- **Written request**:
Locate each line in the entries below that contains the word "horse" and copy every such line.

## Begin Data section

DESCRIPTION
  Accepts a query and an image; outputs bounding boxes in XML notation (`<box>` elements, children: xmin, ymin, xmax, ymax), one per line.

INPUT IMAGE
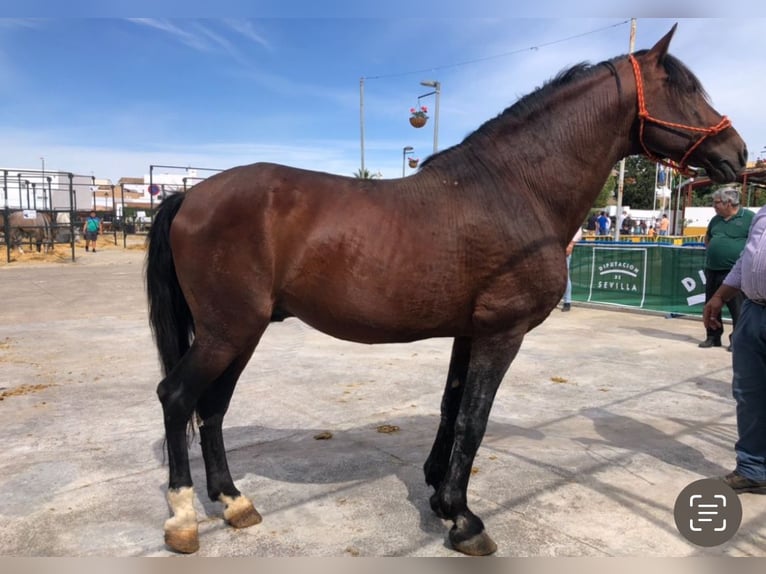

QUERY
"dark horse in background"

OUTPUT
<box><xmin>146</xmin><ymin>28</ymin><xmax>747</xmax><ymax>555</ymax></box>
<box><xmin>0</xmin><ymin>211</ymin><xmax>54</xmax><ymax>253</ymax></box>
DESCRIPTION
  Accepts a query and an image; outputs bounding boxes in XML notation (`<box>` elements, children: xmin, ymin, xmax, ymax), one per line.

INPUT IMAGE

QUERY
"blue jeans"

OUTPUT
<box><xmin>732</xmin><ymin>300</ymin><xmax>766</xmax><ymax>480</ymax></box>
<box><xmin>564</xmin><ymin>255</ymin><xmax>572</xmax><ymax>303</ymax></box>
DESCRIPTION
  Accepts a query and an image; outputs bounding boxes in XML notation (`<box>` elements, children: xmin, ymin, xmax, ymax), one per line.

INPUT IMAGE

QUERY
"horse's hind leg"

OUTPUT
<box><xmin>157</xmin><ymin>340</ymin><xmax>249</xmax><ymax>553</ymax></box>
<box><xmin>197</xmin><ymin>346</ymin><xmax>261</xmax><ymax>528</ymax></box>
<box><xmin>423</xmin><ymin>337</ymin><xmax>471</xmax><ymax>496</ymax></box>
<box><xmin>431</xmin><ymin>334</ymin><xmax>523</xmax><ymax>556</ymax></box>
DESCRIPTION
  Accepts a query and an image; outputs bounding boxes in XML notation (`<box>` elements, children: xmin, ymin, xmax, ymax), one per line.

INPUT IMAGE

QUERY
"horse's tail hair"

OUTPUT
<box><xmin>144</xmin><ymin>193</ymin><xmax>194</xmax><ymax>376</ymax></box>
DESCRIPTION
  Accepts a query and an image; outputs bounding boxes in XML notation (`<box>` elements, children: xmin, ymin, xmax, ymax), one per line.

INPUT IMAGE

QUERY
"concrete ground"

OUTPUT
<box><xmin>0</xmin><ymin>246</ymin><xmax>766</xmax><ymax>557</ymax></box>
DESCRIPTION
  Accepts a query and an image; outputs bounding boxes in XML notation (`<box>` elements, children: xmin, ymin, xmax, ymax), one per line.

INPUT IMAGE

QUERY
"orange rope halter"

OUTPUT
<box><xmin>628</xmin><ymin>54</ymin><xmax>731</xmax><ymax>176</ymax></box>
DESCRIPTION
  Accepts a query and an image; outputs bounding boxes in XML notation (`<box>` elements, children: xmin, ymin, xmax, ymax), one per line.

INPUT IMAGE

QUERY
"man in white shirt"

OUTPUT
<box><xmin>703</xmin><ymin>206</ymin><xmax>766</xmax><ymax>494</ymax></box>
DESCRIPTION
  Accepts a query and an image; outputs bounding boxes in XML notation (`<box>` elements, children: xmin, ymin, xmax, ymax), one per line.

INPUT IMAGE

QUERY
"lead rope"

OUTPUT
<box><xmin>628</xmin><ymin>54</ymin><xmax>731</xmax><ymax>176</ymax></box>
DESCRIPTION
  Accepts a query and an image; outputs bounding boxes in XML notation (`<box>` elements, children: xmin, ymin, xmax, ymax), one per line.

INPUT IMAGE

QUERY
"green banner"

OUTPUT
<box><xmin>570</xmin><ymin>242</ymin><xmax>705</xmax><ymax>316</ymax></box>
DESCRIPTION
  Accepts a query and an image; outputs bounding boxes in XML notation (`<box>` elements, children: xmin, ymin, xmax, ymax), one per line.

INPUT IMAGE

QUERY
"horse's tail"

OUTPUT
<box><xmin>144</xmin><ymin>193</ymin><xmax>194</xmax><ymax>376</ymax></box>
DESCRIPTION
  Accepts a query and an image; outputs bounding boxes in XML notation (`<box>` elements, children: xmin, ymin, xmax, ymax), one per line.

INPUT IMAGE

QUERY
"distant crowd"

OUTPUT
<box><xmin>585</xmin><ymin>211</ymin><xmax>670</xmax><ymax>237</ymax></box>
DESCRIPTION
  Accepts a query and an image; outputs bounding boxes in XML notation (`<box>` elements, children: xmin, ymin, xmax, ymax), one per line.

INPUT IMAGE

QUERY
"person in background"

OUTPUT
<box><xmin>596</xmin><ymin>211</ymin><xmax>609</xmax><ymax>235</ymax></box>
<box><xmin>82</xmin><ymin>211</ymin><xmax>103</xmax><ymax>253</ymax></box>
<box><xmin>699</xmin><ymin>188</ymin><xmax>753</xmax><ymax>351</ymax></box>
<box><xmin>561</xmin><ymin>229</ymin><xmax>582</xmax><ymax>311</ymax></box>
<box><xmin>702</xmin><ymin>206</ymin><xmax>766</xmax><ymax>494</ymax></box>
<box><xmin>659</xmin><ymin>213</ymin><xmax>670</xmax><ymax>235</ymax></box>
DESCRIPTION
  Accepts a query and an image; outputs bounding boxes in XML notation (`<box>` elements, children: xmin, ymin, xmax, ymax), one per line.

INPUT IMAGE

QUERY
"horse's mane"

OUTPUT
<box><xmin>420</xmin><ymin>50</ymin><xmax>709</xmax><ymax>168</ymax></box>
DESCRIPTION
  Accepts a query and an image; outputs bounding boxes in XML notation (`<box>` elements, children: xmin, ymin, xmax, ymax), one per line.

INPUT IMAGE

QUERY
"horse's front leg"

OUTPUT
<box><xmin>431</xmin><ymin>333</ymin><xmax>523</xmax><ymax>556</ymax></box>
<box><xmin>423</xmin><ymin>337</ymin><xmax>471</xmax><ymax>496</ymax></box>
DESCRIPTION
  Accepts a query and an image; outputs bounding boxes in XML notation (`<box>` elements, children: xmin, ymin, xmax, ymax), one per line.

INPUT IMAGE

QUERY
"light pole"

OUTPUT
<box><xmin>418</xmin><ymin>80</ymin><xmax>442</xmax><ymax>153</ymax></box>
<box><xmin>40</xmin><ymin>156</ymin><xmax>46</xmax><ymax>209</ymax></box>
<box><xmin>402</xmin><ymin>145</ymin><xmax>415</xmax><ymax>177</ymax></box>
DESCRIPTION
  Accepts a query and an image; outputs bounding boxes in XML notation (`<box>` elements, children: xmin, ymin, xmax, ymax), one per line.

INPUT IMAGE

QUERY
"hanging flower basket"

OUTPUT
<box><xmin>410</xmin><ymin>106</ymin><xmax>428</xmax><ymax>128</ymax></box>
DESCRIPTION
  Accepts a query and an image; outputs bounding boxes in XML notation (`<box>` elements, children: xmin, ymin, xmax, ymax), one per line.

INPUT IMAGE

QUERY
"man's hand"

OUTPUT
<box><xmin>702</xmin><ymin>293</ymin><xmax>723</xmax><ymax>330</ymax></box>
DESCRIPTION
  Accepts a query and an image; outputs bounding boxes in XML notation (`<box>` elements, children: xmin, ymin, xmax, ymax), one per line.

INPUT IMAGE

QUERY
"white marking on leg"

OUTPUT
<box><xmin>218</xmin><ymin>494</ymin><xmax>253</xmax><ymax>520</ymax></box>
<box><xmin>165</xmin><ymin>486</ymin><xmax>197</xmax><ymax>530</ymax></box>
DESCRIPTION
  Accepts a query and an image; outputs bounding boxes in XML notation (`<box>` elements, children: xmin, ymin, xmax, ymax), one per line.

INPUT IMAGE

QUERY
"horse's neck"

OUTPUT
<box><xmin>466</xmin><ymin>68</ymin><xmax>635</xmax><ymax>238</ymax></box>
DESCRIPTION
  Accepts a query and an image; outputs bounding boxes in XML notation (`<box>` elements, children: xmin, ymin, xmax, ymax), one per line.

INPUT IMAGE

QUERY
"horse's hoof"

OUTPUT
<box><xmin>165</xmin><ymin>528</ymin><xmax>199</xmax><ymax>554</ymax></box>
<box><xmin>222</xmin><ymin>496</ymin><xmax>263</xmax><ymax>528</ymax></box>
<box><xmin>449</xmin><ymin>530</ymin><xmax>497</xmax><ymax>556</ymax></box>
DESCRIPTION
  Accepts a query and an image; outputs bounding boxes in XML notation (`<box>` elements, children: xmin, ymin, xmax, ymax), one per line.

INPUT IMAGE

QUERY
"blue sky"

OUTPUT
<box><xmin>0</xmin><ymin>16</ymin><xmax>766</xmax><ymax>182</ymax></box>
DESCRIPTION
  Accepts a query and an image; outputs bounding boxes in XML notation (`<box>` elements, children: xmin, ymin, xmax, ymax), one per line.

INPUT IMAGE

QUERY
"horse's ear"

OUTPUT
<box><xmin>647</xmin><ymin>23</ymin><xmax>678</xmax><ymax>63</ymax></box>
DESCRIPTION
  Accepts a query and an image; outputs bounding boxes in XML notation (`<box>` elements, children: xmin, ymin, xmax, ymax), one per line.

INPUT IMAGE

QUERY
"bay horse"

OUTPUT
<box><xmin>0</xmin><ymin>211</ymin><xmax>54</xmax><ymax>253</ymax></box>
<box><xmin>145</xmin><ymin>26</ymin><xmax>747</xmax><ymax>555</ymax></box>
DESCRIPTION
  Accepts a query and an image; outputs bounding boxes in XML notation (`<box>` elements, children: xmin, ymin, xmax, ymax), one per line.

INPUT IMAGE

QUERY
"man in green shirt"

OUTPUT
<box><xmin>699</xmin><ymin>188</ymin><xmax>754</xmax><ymax>351</ymax></box>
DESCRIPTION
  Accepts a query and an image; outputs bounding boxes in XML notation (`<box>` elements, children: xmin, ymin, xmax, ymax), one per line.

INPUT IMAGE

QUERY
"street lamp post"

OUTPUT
<box><xmin>418</xmin><ymin>80</ymin><xmax>442</xmax><ymax>153</ymax></box>
<box><xmin>40</xmin><ymin>156</ymin><xmax>46</xmax><ymax>209</ymax></box>
<box><xmin>402</xmin><ymin>145</ymin><xmax>415</xmax><ymax>177</ymax></box>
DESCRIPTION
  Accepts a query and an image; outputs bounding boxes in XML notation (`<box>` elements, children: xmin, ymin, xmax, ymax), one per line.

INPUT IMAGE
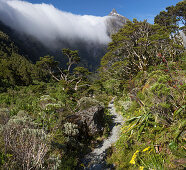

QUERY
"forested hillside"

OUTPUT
<box><xmin>0</xmin><ymin>1</ymin><xmax>186</xmax><ymax>170</ymax></box>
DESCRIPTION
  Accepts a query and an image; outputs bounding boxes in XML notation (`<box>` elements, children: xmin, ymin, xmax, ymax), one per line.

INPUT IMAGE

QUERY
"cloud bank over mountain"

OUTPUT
<box><xmin>0</xmin><ymin>0</ymin><xmax>110</xmax><ymax>45</ymax></box>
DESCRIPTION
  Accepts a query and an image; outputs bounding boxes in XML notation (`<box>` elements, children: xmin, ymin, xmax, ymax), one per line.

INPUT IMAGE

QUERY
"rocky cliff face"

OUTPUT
<box><xmin>0</xmin><ymin>9</ymin><xmax>128</xmax><ymax>71</ymax></box>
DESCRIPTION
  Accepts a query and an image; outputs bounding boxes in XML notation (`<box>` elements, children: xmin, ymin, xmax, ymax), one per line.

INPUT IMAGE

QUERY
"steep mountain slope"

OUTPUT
<box><xmin>0</xmin><ymin>10</ymin><xmax>128</xmax><ymax>71</ymax></box>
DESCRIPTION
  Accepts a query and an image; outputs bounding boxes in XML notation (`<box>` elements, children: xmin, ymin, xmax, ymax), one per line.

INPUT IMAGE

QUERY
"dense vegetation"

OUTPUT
<box><xmin>0</xmin><ymin>1</ymin><xmax>186</xmax><ymax>169</ymax></box>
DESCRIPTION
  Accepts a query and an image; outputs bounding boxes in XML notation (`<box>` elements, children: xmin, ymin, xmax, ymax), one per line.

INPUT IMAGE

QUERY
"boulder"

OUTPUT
<box><xmin>76</xmin><ymin>106</ymin><xmax>104</xmax><ymax>135</ymax></box>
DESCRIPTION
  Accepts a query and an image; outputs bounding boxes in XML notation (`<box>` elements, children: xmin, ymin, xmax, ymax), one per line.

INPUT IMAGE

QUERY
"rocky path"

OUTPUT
<box><xmin>83</xmin><ymin>99</ymin><xmax>124</xmax><ymax>170</ymax></box>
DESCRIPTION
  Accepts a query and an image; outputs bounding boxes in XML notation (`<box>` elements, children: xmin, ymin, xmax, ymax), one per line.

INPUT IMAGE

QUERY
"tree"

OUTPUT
<box><xmin>154</xmin><ymin>0</ymin><xmax>186</xmax><ymax>32</ymax></box>
<box><xmin>36</xmin><ymin>49</ymin><xmax>89</xmax><ymax>90</ymax></box>
<box><xmin>100</xmin><ymin>19</ymin><xmax>182</xmax><ymax>79</ymax></box>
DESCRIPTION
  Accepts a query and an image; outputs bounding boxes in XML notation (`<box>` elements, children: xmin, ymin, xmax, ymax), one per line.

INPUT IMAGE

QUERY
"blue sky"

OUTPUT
<box><xmin>27</xmin><ymin>0</ymin><xmax>180</xmax><ymax>23</ymax></box>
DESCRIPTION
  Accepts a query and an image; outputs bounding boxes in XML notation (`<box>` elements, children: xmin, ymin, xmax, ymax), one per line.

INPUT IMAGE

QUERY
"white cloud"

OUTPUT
<box><xmin>0</xmin><ymin>0</ymin><xmax>110</xmax><ymax>45</ymax></box>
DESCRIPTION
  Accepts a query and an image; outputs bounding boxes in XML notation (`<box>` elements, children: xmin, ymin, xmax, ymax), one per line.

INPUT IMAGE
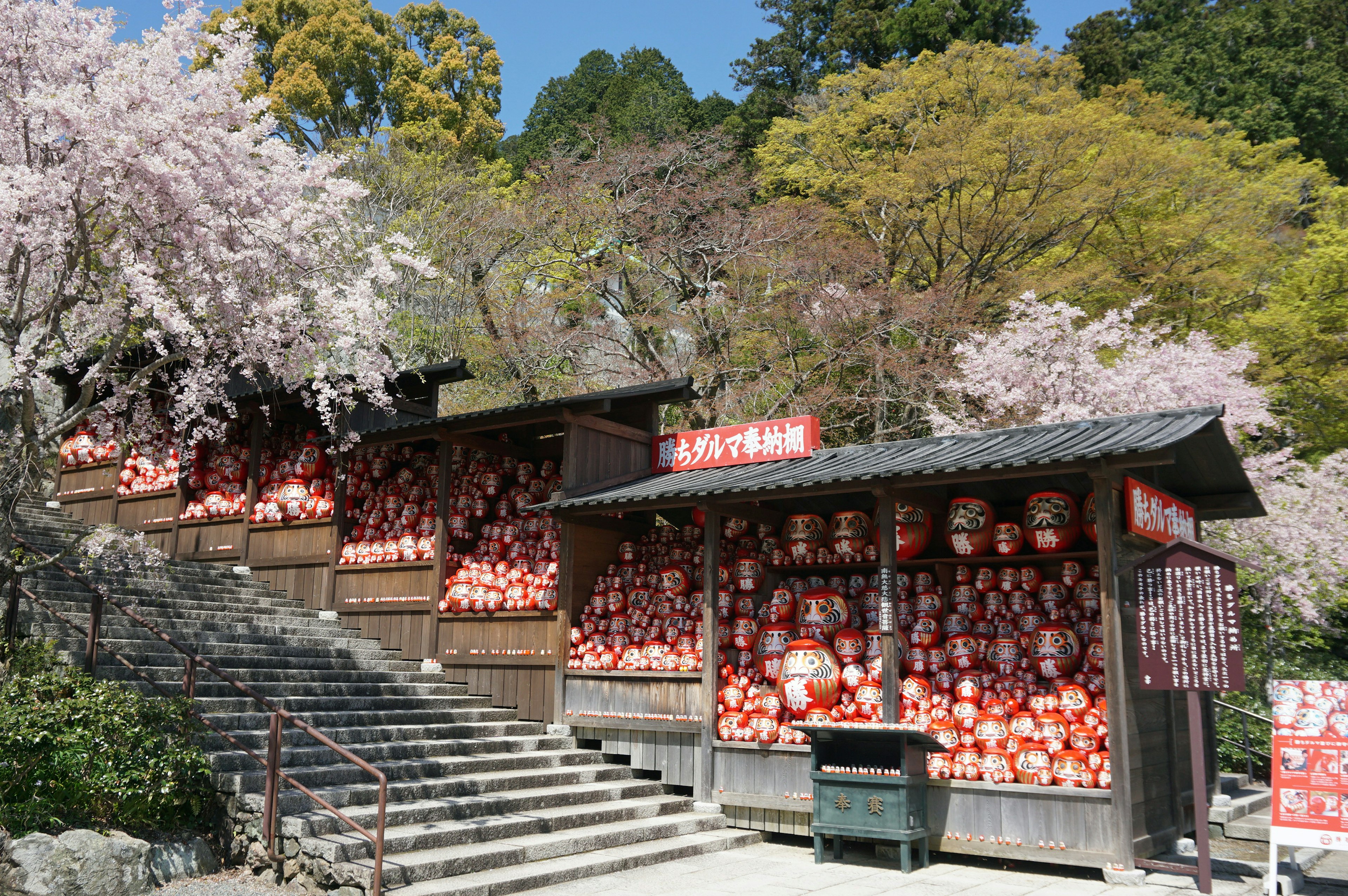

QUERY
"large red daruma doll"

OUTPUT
<box><xmin>1030</xmin><ymin>623</ymin><xmax>1081</xmax><ymax>682</ymax></box>
<box><xmin>795</xmin><ymin>588</ymin><xmax>849</xmax><ymax>644</ymax></box>
<box><xmin>945</xmin><ymin>497</ymin><xmax>998</xmax><ymax>557</ymax></box>
<box><xmin>754</xmin><ymin>623</ymin><xmax>799</xmax><ymax>684</ymax></box>
<box><xmin>779</xmin><ymin>637</ymin><xmax>842</xmax><ymax>716</ymax></box>
<box><xmin>1024</xmin><ymin>490</ymin><xmax>1081</xmax><ymax>554</ymax></box>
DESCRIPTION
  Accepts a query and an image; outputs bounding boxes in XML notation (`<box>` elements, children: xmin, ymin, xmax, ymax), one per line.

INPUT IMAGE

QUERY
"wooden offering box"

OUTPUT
<box><xmin>544</xmin><ymin>407</ymin><xmax>1263</xmax><ymax>870</ymax></box>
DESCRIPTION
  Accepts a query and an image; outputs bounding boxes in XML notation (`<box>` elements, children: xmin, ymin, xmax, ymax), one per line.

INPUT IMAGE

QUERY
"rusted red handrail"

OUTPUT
<box><xmin>9</xmin><ymin>532</ymin><xmax>388</xmax><ymax>896</ymax></box>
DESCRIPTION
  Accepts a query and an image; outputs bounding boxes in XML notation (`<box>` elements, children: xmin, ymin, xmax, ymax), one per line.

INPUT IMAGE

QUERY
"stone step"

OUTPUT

## End Data section

- **Result of the task**:
"dark horse in background"
"horse's hind leg"
"horse's tail hair"
"horse's tail"
"horse's mane"
"horse's front leg"
"horse's neck"
"horse's hoof"
"horse's ear"
"bay horse"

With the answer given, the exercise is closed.